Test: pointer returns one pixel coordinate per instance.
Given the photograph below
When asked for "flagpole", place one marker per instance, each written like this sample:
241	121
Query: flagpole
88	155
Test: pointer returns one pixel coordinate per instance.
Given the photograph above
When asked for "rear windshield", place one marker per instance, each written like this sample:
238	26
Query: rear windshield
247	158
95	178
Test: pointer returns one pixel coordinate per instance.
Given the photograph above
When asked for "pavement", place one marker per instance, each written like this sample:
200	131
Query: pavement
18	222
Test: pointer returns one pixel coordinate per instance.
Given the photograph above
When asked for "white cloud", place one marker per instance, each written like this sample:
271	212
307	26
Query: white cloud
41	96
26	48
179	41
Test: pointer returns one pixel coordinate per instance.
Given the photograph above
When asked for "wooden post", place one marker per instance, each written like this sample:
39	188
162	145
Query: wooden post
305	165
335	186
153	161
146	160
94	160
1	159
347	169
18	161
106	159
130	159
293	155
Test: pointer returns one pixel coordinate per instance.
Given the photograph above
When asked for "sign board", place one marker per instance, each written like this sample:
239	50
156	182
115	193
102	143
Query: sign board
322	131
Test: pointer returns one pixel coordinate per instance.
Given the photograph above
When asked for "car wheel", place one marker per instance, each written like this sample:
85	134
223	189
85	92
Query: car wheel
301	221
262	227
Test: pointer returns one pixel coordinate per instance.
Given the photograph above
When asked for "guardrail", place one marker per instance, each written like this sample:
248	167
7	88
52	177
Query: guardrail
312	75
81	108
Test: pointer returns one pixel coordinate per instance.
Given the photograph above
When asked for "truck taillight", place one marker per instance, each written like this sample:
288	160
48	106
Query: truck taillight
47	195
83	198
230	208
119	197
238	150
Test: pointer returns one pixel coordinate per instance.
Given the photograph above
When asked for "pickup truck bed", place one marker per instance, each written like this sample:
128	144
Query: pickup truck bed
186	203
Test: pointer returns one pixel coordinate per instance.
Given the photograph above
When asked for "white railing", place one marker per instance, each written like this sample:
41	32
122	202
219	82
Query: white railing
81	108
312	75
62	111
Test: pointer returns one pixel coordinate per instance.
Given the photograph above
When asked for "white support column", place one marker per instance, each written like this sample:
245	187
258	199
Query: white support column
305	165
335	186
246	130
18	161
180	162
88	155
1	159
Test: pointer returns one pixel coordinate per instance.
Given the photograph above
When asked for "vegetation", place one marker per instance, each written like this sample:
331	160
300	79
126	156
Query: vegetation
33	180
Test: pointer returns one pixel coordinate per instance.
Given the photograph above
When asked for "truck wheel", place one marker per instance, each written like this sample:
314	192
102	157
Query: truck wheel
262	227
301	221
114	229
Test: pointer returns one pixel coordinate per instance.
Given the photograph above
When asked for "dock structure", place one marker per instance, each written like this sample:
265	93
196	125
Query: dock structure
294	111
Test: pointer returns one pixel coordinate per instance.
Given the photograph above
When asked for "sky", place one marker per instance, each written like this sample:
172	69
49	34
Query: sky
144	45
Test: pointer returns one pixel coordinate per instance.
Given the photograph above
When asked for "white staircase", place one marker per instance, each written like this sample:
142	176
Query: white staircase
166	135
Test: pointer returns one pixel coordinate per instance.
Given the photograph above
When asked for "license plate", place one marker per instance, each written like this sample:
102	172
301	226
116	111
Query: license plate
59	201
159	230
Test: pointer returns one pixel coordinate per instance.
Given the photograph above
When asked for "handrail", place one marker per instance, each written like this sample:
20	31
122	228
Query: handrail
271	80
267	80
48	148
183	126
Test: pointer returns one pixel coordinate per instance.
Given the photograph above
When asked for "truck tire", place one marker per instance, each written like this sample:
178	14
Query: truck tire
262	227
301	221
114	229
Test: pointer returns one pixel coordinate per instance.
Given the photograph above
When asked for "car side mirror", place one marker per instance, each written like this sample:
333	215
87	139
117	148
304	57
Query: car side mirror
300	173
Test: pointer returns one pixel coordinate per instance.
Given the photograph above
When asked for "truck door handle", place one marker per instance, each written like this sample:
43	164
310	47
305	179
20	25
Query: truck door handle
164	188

□ □ □ □

**SHORT TASK:** Each line must be given again exactly as written above.

**SOLUTION TO THE EXERCISE:**
Test: pointer returns one pixel coordinate per instance.
Given the photograph below
When asked for "flagpole", place one marker per instance, each written like this sample:
241	121
Query: flagpole
88	155
Test: pointer returns one pixel coordinate per instance.
Given the photograph above
When asked for "rear windshield", place one marker per instance, each written like this sample:
238	26
Query: rear windshield
247	158
95	178
Test: pointer returns one pixel coordinate per instance.
Given the photograph above
When asked for "pavement", place one marker per instance, each written like this sample:
200	131
Query: pavement
18	222
Test: pointer returns one pixel coordinate per instance.
Given the photograph above
When asked for "white cloud", place one marker per instance, each written like this sample:
271	212
307	26
Query: white cloud
41	96
26	48
179	41
Test: pointer returns one pixel coordinate per instance.
Given the photograph above
When asked for "wooden post", place one marker per instance, each written like this sample:
39	188
162	145
Query: wooden post
305	165
335	186
153	161
146	160
94	160
1	159
347	169
18	161
106	159
130	159
293	155
Test: pointer returns one pixel coordinate per instance.
Given the photograph above
When asked for "sign board", place one marker per instance, each written like this sample:
239	50
156	182
115	193
102	143
Query: sign board
322	131
Test: pointer returns one pixel coordinate per instance.
Given the photograph above
When asked for "car wheel", place one marker per instance, each written like this sample:
85	134
223	189
85	92
Query: car wheel
301	221
262	227
Test: pointer returns one pixel coordinate per instance.
Given the photograph above
When asked for "guardrail", place one marker per instance, each written like this sample:
248	167
7	88
52	177
Query: guardrail
312	75
81	108
Test: pointer returns one pixel coordinate per instance.
Given the photograph above
When asked for "truck taillight", place one marker per instance, each written like this sample:
288	160
48	106
Query: truck taillight
47	195
83	198
230	208
119	197
238	150
Test: pointer returns one pixel coordinate per instance.
Given the photograph above
When asked for "pickup truck bed", place one marker per instance, each written like this sample:
128	144
Query: pickup truck bed
186	203
Test: pointer returns one pixel coordinate per instance.
Given the photograph above
When asked for "white railing", place one marker per instance, each written like this sample:
41	32
122	202
219	82
Query: white railing
81	108
312	75
62	111
Test: pointer returns one pixel coordinate per instance.
Given the photograph above
When asked for "white support column", place one marker per instance, each written like this sample:
245	187
258	199
Query: white support column
305	165
335	186
246	130
18	161
180	162
88	155
1	159
Test: pointer returns one pixel coordinate per instance.
Given the photograph above
When asked for "vegetation", place one marker per instance, each written like this sample:
331	160
300	79
126	156
Query: vegetation
33	180
Test: pointer returns one pixel coordinate per instance.
Given the photograph above
When asked for "truck wheel", place one marker per instance, each written like this sample:
314	192
102	157
Query: truck wheel
262	227
301	221
114	229
Test: pointer returns one pixel coordinate per instance.
Given the photograph above
When asked for "dock structure", place one marker per instance, each written like this sample:
265	93
196	125
Query: dock structure
294	111
Test: pointer returns one pixel coordinate per instance.
Given the photograph above
When asked for "sky", place one marker per instance, each written like this sample:
172	69
49	34
Query: sky
144	45
Test: pointer returns one pixel coordinate per instance.
Given the photograph above
When asked for "white staircase", place one marker per instance, each written like this sample:
142	176
Query: white staircase
166	135
Test: pointer returns one pixel coordinate per instance.
Given the photograph above
When asked for "license plate", place one marker per instance, each written like this sample:
102	172
301	226
116	111
Query: license plate
59	201
159	230
Test: pointer returns one pixel coordinate per instance.
Given the photograph above
When asked for "handrail", place one marker per instance, each written like this sample:
20	31
122	228
Query: handrail
271	80
267	80
48	148
183	126
Test: pointer returns one pixel coordinate per instance.
Given the photograph above
When asked for "truck tire", place one marker per instance, each written like this sample:
178	14
Query: truck tire
262	227
301	221
114	229
Test: pointer returns one pixel coordinate per instance.
Given the photograph above
When asked for "car side mirror", place one marker per instance, each written like this sample:
333	215
87	139
117	148
304	57
Query: car side mirror
300	173
Test: pointer returns one pixel coordinate per instance.
Given the photograph above
When asked for "truck door handle", place one marker per instance, each written like this sample:
43	164
310	47
305	179
20	25
Query: truck door handle
164	188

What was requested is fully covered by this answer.